Stated exercise: Your task is to transcribe all the entries exactly, excluding pictures.

(Data extracted from a collection)
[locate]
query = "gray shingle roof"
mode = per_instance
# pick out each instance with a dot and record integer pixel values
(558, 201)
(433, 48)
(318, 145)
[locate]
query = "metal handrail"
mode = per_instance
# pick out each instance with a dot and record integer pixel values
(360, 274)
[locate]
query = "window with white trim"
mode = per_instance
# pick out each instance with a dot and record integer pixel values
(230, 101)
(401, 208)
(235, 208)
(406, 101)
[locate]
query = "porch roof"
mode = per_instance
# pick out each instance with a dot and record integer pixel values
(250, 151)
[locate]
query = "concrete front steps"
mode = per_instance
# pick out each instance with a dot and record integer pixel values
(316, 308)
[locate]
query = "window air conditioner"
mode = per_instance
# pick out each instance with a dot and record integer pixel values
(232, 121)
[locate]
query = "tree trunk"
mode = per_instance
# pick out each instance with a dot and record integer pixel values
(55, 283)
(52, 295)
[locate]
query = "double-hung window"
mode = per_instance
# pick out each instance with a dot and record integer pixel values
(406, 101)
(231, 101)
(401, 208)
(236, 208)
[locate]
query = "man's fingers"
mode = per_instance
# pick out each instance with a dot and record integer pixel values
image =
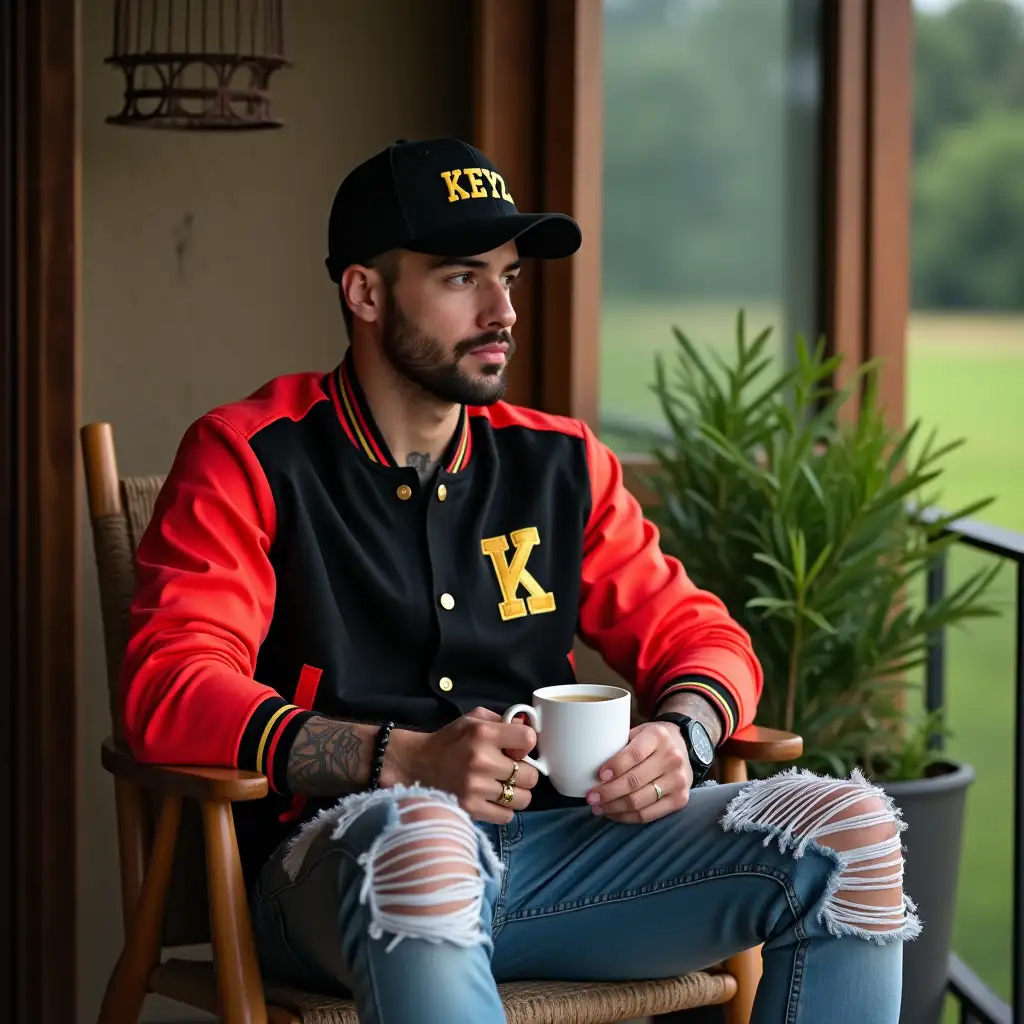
(484, 715)
(527, 777)
(651, 812)
(519, 803)
(643, 743)
(513, 736)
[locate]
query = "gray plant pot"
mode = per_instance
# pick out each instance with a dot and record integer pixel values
(933, 809)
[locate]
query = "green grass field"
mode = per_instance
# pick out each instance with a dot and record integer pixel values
(966, 378)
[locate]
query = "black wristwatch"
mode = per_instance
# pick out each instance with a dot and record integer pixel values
(698, 744)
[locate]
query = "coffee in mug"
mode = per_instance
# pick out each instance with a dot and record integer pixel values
(579, 727)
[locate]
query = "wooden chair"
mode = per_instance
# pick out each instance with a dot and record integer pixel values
(181, 878)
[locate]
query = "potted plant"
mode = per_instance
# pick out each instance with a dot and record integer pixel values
(810, 526)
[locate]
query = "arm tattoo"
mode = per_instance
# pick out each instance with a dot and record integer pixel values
(328, 759)
(421, 462)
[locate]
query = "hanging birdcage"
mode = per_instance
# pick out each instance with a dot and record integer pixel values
(198, 65)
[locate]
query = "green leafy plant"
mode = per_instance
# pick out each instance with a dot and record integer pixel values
(814, 527)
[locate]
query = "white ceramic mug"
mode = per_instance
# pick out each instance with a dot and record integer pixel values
(579, 727)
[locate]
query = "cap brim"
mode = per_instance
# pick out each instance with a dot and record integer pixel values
(538, 236)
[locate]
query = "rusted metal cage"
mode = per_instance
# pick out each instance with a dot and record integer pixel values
(198, 65)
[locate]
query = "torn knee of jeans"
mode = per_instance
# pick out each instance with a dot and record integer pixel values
(425, 875)
(853, 822)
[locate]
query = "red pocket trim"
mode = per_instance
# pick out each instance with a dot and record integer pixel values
(305, 695)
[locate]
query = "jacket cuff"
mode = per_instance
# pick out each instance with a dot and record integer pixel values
(266, 740)
(714, 691)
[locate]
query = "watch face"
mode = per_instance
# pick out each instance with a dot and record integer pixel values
(701, 743)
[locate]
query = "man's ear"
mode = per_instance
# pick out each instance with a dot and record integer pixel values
(363, 292)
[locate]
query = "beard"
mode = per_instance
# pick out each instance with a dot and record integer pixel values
(422, 359)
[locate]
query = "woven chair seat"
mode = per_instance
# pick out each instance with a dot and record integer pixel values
(524, 1001)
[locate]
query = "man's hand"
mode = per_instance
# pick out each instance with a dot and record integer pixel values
(655, 753)
(470, 758)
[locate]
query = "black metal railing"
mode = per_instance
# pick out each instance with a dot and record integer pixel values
(978, 1004)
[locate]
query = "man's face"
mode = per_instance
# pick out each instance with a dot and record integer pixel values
(448, 324)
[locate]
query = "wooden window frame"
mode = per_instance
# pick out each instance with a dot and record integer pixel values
(539, 112)
(39, 260)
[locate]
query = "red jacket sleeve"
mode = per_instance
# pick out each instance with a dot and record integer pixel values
(204, 597)
(646, 617)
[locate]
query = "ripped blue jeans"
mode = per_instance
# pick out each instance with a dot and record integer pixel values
(397, 898)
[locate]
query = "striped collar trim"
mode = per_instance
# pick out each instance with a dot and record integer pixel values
(357, 422)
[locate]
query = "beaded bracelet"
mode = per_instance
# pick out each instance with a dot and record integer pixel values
(383, 735)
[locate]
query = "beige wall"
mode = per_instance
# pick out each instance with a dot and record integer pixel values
(203, 276)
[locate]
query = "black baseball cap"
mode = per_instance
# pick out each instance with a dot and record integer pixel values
(440, 197)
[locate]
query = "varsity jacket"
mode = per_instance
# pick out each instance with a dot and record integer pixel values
(292, 567)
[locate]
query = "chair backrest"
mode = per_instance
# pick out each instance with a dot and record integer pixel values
(120, 510)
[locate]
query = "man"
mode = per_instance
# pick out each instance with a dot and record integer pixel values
(349, 576)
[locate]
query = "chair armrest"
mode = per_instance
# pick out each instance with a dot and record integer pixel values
(195, 782)
(757, 742)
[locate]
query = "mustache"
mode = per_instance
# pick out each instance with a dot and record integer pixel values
(487, 338)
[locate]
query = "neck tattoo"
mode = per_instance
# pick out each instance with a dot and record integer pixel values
(422, 463)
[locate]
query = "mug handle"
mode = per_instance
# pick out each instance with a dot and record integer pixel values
(530, 712)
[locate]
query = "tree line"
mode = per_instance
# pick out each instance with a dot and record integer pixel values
(712, 127)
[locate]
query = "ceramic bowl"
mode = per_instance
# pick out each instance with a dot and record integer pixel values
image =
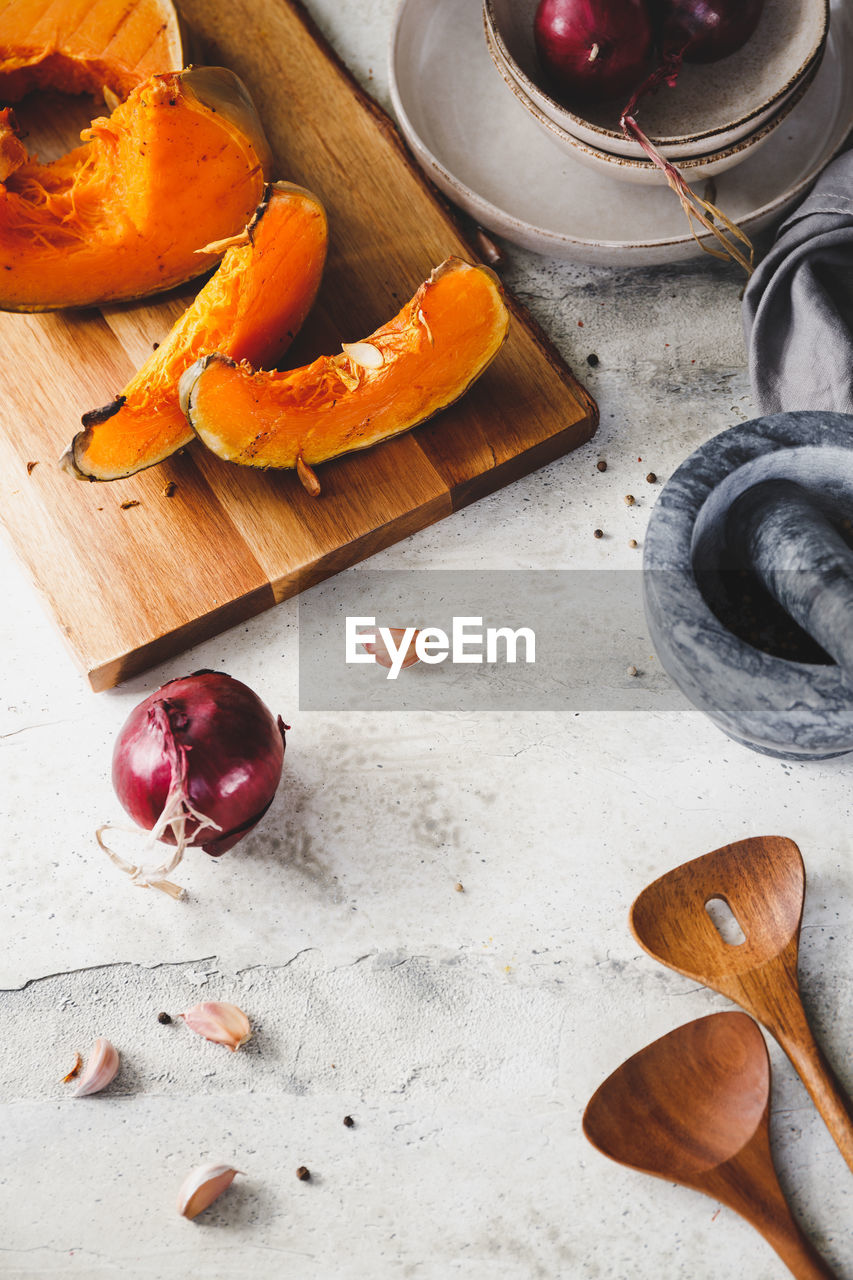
(714, 106)
(694, 168)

Finished exercise:
[locate]
query = "gray shingle roof"
mode = per_instance
# pick out each instance with a dot and record integer pixel values
(558, 201)
(433, 48)
(318, 145)
[locate]
query = "metal handrail"
mode = per_instance
# pick out each instance with a dot and record integer pixel values
(360, 274)
[locate]
query = "window with white trim"
mode = per_instance
# pick out each instance with a dot and record integer pixel values
(230, 101)
(401, 208)
(235, 208)
(406, 101)
[locate]
query = "porch roof"
mode = per_instance
# pick out each instance with a dot and record integer pixel values
(250, 151)
[locate]
query = "concrete front steps"
mode = per_instance
# pick out each instance with a dot and record integer pixel values
(316, 308)
[locate]
query = "window air conditioner"
mode = per_instance
# pick out each instance with a dot and record integer pixel values
(232, 121)
[locate]
query = "tree trunk"
mode = per_instance
# pick out each instance with a dot and record integer pixel values
(55, 283)
(52, 295)
[locate]
query = "double-hung window"
mode = per_instance
# pick out each instance with a dot and record integer pixel values
(406, 101)
(231, 101)
(401, 208)
(236, 208)
[locate]
query = "man's fingers"
mode = per_instance
# pick out each instance with a dot and record integer pixel values
image =
(484, 715)
(527, 777)
(651, 812)
(519, 803)
(643, 743)
(513, 736)
[locate]
query = "gray plant pot"
mode = per_instance
# pick out each instance with a dot and record integer pixel values
(933, 809)
[locate]
query = "green grass field"
mode = per_instance
# pick out each instance with a dot and record integer pixel values
(966, 378)
[locate]
query = "black wristwatch"
mode = per_instance
# pick out each instance with a dot and record integer pixel values
(698, 744)
[locate]
query = "coffee in mug"
mode = per_instance
# pick out each instance with a dot and record integer pixel values
(579, 727)
[locate]
query = "wooden chair"
mode = per_instance
# pick out each instance with a dot and record integer pixel values
(181, 878)
[locate]
query = "potted plant"
mode = per_instance
# pick out each instance with a dot and record integer pixel values
(810, 526)
[locate]
query = "arm tattoo"
mode = per_instance
# pick out each instance with a dot and record integer pixel values
(328, 759)
(421, 462)
[locate]
query = "hanging birdcage"
mode = per_instance
# pick out each instance with a dot and record integer pixel values
(198, 65)
[locate]
query = "green leafy plant"
mode = per_instance
# pick out each instance with a dot and record integer pixel values
(814, 527)
[locate]
query = "white ceramic mug"
mode = per_instance
# pick out each instance with a dot and record integer pixel values
(579, 727)
[locate]
query = "cap brim"
mode = per_instance
# pick out each instance with a dot and record integer pixel values
(538, 236)
[locate]
query = "rusted metal cage"
mode = per_instance
# pick out each instance with a dot and record integer pixel values
(198, 65)
[locate]
query = "torn knee of jeans"
mode = per_instance
# pick out each instance with a dot and record integer pixel values
(425, 875)
(853, 822)
[locate]
query = "red pocket trim"
mode = per_instance
# pick out each instance with a dot and record integer pixel values
(305, 695)
[locate]
query = "jacket cuff"
mode = per_instance
# pick out each instance with a dot and record integer pixel values
(266, 740)
(714, 691)
[locate]
query = "watch face"
mode = per_instance
# pick out each instance with a dot and record integer pixel values
(701, 743)
[locate]
query = "man's ear"
mode = per_instance
# pick out each instance with a dot and record integer pixel values
(363, 292)
[locate]
query = "beard"
mode = per_instance
# pick out each instance with a dot and record integer pixel values
(422, 359)
[locate]
query = "woven chair seat"
mode = per_instance
# pick out each instance with a dot and record integer pixel values
(524, 1001)
[locate]
query = "man's hand"
mode = per_instance
# pick out each instance with a dot and record integer pixel values
(655, 753)
(470, 758)
[locate]
query = "black metal railing"
mode = per_instance
# pick out each instance with a dot and record integer pixel values
(978, 1004)
[locate]
query = "man's face"
mode = per_instance
# pick out each instance with a dot and record integer pixel values
(448, 324)
[locate]
query = "wooden window frame"
mode = per_instance
# pick out each instance with a dot and record integer pixel values
(539, 112)
(39, 260)
[locate]
query = "red jacket sleeve"
mode = per_instance
# pick out each instance with a dot and record integer pixel values
(204, 597)
(646, 617)
[locate]
query = "ripped blue jeans"
mode = per_instance
# pick out each instance with a dot and record integer pixel values
(397, 898)
[locate]
query = "striped collar trim"
mode = per_instance
# pick out each instance with a dot and record integer pixel values
(357, 422)
[locate]
query = "beaded bracelet"
mode = per_instance
# pick out each instance with a dot and record integer pixel values
(383, 735)
[locate]
query = "beige wall"
mode = per_instance
# pick out each instance with a dot and record integer pixel values
(203, 276)
[locate]
query = "black baseball cap"
mode = per_instance
# pick out each instance with a dot and record integer pixel values
(440, 197)
[locate]
query = "varsity jacket"
mode = per_instance
# pick out each instance with a dot and record integer pixel values
(292, 567)
[locate]
query = "chair backrest"
mode = per_instance
# pick out each instance with a dot and record integer pixel values
(120, 510)
[locate]
query = "man"
mode = per_instance
# pick out each instance with a dot and record integer pixel values
(349, 576)
[locate]
query = "chair armrest"
mode = per_instance
# pick out each instance with a dot and record integer pixel values
(195, 782)
(757, 742)
[locate]
query = "mustache"
mode = per_instance
# pick out each instance with a dot and record integer pixel values
(487, 338)
[locate]
query = "neck tattoo"
mode = per_instance
# pick out each instance with a dot and record integer pixel values
(422, 463)
[locate]
query = "mug handle"
mode = per_instance
# pick out each instance with a dot and record integer pixel values
(530, 712)
[locate]
query = "tree line"
mode = per_instance
# pick out each instance with a dot and record integer pixel values
(712, 127)
[locate]
query = "ceramic bowl"
mode = per_instance
# pick out each instance with a dot and record integer pixel values
image =
(714, 106)
(694, 168)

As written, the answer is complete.